Start of Source data

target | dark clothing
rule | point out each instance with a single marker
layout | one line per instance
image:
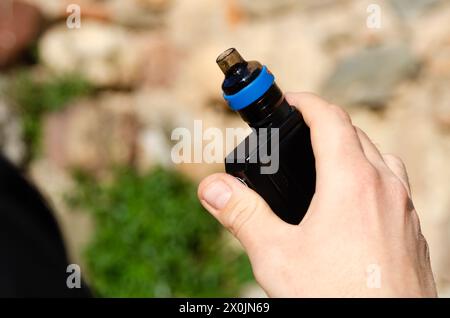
(33, 259)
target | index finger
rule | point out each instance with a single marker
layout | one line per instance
(333, 136)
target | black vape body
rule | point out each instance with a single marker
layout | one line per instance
(290, 188)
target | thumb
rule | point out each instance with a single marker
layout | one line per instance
(241, 210)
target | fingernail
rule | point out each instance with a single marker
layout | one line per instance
(217, 194)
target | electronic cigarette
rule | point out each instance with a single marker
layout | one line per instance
(288, 187)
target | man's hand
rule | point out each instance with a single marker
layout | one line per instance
(361, 235)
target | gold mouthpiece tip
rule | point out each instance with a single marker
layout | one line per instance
(229, 58)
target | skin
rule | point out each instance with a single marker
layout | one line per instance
(361, 236)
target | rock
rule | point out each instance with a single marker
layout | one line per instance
(440, 102)
(92, 135)
(153, 149)
(413, 8)
(134, 13)
(20, 24)
(109, 55)
(431, 39)
(139, 13)
(265, 7)
(11, 143)
(158, 60)
(104, 54)
(370, 76)
(192, 23)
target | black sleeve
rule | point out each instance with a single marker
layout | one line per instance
(33, 260)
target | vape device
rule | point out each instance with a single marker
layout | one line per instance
(287, 185)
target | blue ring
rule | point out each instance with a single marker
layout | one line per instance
(252, 91)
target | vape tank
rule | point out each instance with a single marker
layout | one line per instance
(279, 130)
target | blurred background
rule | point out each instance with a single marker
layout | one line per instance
(87, 114)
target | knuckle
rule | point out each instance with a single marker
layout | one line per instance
(239, 213)
(365, 176)
(340, 112)
(398, 193)
(393, 159)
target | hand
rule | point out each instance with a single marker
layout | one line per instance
(361, 235)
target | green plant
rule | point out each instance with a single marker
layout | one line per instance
(34, 98)
(153, 239)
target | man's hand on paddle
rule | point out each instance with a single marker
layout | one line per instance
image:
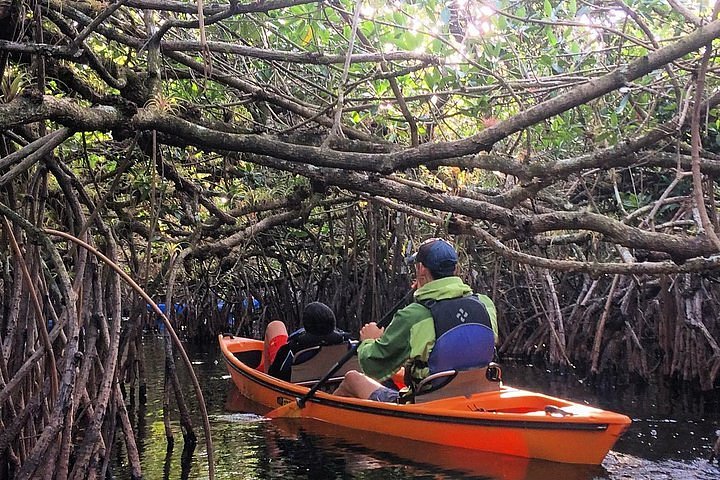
(370, 330)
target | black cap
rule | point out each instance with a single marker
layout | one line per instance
(438, 256)
(318, 319)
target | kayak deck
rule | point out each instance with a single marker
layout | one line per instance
(504, 420)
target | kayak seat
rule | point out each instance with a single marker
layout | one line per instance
(455, 383)
(311, 364)
(458, 363)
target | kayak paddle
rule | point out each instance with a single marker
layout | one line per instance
(292, 409)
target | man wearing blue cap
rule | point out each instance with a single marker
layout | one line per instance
(442, 300)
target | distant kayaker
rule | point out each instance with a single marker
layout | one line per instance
(442, 301)
(318, 329)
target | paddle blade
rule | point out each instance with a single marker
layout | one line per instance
(289, 410)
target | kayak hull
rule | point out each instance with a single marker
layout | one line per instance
(508, 421)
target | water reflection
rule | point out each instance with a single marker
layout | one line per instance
(670, 438)
(299, 442)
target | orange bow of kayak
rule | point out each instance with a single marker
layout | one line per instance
(501, 420)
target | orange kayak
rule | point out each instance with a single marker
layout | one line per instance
(504, 420)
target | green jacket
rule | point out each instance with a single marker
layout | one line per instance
(411, 333)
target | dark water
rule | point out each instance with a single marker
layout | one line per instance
(671, 437)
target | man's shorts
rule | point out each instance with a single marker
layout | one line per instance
(385, 394)
(273, 346)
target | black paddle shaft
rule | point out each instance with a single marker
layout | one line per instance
(382, 323)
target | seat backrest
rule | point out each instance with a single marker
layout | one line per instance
(459, 383)
(463, 347)
(313, 363)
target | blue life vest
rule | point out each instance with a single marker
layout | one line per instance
(464, 337)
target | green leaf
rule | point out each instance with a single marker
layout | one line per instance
(445, 15)
(547, 7)
(623, 103)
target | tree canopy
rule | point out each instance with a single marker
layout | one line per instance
(527, 124)
(279, 149)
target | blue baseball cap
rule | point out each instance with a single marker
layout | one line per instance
(438, 256)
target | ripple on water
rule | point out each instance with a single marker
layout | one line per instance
(620, 465)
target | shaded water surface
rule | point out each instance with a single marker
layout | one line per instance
(670, 438)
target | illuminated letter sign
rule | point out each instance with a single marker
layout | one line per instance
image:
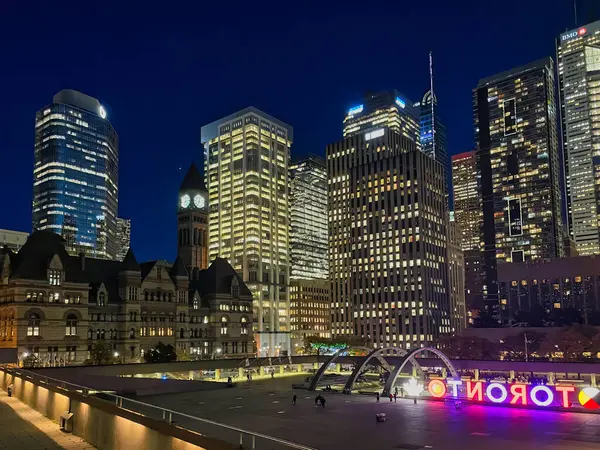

End of Source data

**Goal of the exercise**
Among the lines above, which contain the word "vape"? Copy every one.

**Answer to this exercise**
target | black vape body
target | vape device
target | vape tank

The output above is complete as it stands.